■ RECORDED DATA:
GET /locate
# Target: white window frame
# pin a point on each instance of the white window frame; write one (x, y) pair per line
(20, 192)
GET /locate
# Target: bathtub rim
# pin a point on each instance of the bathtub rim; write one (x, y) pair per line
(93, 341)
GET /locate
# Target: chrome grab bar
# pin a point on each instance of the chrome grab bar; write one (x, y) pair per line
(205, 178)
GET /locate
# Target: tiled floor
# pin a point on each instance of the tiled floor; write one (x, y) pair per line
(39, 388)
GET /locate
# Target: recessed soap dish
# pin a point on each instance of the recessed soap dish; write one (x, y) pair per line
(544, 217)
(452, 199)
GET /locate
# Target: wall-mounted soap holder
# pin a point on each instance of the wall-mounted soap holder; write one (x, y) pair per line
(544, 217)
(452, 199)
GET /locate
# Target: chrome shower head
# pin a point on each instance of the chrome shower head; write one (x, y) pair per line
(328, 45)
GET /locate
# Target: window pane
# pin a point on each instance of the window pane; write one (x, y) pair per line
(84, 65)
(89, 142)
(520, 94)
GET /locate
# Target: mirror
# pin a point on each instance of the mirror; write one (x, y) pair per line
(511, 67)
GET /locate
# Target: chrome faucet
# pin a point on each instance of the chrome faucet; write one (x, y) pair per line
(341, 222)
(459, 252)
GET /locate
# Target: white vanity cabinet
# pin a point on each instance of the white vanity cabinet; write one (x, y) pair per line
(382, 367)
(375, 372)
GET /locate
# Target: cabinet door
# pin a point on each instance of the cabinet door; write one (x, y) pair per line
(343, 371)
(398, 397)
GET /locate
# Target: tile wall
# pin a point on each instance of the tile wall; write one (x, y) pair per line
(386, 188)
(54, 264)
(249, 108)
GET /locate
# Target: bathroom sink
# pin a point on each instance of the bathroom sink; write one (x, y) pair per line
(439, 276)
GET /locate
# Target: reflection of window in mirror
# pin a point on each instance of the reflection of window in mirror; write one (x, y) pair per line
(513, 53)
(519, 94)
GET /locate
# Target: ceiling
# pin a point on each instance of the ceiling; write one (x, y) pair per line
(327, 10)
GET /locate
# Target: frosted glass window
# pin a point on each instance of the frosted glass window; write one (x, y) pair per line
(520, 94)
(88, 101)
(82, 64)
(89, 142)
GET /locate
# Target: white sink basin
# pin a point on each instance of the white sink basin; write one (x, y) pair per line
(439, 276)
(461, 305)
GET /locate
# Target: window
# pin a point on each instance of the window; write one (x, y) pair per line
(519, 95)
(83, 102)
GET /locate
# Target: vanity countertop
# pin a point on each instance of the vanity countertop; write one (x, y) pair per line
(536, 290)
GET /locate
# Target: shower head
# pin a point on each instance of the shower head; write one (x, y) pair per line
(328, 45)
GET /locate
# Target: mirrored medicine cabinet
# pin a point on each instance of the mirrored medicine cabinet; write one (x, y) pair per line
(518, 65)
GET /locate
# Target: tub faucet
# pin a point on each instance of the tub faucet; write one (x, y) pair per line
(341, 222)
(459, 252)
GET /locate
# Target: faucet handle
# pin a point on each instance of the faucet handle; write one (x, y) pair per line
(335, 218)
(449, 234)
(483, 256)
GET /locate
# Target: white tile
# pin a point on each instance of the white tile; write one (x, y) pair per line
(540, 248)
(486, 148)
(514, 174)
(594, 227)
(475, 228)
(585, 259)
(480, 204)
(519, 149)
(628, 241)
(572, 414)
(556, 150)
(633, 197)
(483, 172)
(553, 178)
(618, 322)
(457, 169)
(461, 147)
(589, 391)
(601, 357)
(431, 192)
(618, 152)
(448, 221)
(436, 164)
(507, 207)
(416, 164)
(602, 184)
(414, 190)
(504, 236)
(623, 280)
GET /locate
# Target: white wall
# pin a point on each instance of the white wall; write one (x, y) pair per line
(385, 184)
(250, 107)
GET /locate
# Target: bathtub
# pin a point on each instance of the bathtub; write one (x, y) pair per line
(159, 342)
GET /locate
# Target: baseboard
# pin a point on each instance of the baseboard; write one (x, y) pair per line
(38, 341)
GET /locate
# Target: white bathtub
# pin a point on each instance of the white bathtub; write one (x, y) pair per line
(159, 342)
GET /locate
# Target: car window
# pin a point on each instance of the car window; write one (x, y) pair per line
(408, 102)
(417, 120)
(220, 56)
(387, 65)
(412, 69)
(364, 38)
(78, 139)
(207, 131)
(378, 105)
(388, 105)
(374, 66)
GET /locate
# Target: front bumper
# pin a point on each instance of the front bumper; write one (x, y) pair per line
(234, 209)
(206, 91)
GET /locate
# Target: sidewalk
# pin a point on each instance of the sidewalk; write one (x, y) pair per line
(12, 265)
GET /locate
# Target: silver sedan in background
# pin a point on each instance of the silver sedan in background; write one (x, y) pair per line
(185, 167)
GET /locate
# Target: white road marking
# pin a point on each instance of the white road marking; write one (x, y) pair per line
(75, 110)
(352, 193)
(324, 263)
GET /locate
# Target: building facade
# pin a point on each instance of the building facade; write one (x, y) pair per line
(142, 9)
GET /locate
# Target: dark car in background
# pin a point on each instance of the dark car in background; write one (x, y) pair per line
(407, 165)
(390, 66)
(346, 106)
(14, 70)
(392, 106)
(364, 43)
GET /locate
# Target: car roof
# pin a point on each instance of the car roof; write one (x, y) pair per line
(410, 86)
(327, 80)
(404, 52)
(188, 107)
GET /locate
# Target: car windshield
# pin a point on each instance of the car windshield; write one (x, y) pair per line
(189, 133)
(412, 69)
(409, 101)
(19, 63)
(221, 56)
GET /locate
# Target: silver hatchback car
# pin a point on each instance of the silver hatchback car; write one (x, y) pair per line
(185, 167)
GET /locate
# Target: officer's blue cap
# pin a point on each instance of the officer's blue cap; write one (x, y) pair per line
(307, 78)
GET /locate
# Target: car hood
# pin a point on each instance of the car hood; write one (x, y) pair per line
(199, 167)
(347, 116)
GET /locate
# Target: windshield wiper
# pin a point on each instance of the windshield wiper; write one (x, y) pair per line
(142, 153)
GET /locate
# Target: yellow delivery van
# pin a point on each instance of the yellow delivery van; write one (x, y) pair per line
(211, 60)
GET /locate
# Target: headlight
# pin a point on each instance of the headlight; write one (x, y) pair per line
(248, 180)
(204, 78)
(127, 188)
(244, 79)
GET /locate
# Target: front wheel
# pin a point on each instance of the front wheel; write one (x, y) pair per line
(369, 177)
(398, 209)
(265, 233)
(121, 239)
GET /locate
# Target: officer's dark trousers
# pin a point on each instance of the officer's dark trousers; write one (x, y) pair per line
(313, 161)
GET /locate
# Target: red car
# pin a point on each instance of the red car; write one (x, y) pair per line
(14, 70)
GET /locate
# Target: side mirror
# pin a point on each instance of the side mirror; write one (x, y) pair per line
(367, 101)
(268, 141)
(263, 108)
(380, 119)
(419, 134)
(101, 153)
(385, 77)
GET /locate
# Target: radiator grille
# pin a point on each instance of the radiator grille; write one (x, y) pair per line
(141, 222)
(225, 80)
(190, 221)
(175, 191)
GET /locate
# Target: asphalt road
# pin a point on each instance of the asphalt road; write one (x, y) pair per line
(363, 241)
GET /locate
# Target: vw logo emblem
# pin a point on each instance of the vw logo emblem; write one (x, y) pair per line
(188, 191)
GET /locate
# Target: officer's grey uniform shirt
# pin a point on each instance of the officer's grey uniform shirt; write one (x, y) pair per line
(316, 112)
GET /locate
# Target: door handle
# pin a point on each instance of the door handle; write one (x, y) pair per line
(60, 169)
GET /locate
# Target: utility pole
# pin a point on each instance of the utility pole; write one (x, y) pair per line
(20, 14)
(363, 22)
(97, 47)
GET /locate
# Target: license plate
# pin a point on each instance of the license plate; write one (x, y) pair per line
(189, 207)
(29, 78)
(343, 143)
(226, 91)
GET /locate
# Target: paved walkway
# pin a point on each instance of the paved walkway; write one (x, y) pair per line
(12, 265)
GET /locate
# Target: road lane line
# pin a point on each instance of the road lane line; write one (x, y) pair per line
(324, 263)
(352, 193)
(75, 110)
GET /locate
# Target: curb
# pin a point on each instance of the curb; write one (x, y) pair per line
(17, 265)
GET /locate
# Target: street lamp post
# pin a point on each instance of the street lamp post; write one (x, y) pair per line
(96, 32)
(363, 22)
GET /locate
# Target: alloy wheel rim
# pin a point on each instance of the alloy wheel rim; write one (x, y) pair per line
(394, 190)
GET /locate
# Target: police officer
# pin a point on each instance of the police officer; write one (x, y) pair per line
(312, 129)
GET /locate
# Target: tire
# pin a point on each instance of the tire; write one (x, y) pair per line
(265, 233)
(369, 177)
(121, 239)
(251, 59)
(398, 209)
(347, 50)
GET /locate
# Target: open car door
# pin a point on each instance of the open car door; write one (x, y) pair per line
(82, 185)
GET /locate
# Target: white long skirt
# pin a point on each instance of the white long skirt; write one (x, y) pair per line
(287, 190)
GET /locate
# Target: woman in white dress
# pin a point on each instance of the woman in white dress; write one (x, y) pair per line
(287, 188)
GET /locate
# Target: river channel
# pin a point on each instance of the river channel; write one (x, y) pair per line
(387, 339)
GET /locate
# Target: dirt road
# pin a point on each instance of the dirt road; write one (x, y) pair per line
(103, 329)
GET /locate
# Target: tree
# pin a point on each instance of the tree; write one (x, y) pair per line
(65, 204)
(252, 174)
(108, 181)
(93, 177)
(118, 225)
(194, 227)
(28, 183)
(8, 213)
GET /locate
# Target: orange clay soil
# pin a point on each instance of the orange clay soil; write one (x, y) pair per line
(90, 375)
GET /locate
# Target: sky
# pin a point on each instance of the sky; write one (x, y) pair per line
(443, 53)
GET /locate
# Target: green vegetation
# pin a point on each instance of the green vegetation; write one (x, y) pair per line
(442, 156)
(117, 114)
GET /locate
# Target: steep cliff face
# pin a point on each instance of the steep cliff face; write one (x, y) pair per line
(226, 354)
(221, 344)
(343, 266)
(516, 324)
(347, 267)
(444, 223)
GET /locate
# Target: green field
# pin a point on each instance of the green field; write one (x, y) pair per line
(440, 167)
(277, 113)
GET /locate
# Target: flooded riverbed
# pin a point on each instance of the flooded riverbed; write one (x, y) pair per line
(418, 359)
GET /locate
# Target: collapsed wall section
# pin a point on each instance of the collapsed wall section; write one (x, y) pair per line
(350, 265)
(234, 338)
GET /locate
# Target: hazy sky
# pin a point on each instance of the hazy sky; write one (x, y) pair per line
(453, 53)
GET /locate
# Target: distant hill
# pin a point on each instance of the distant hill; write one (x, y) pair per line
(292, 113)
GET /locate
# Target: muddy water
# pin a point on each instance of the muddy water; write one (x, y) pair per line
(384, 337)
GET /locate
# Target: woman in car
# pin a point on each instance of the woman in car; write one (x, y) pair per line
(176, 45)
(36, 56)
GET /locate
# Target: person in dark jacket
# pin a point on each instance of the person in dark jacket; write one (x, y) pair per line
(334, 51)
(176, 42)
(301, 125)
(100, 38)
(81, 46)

■ ASSIGNMENT:
Take the entries above and return only the lines from the one with "# Target: building facade" to the one with "# Target: car roof", both included, unchanged.

■ ANSWER:
# Target: building facade
# pin a point on each instance of the building facade; write one (x, y) pair per line
(142, 9)
GET /locate
# Target: dark car in background
# pin a point on each instance of the dark car in background; write one (x, y) pair per line
(407, 165)
(390, 66)
(346, 106)
(14, 70)
(392, 106)
(364, 43)
GET /locate
# Target: car roof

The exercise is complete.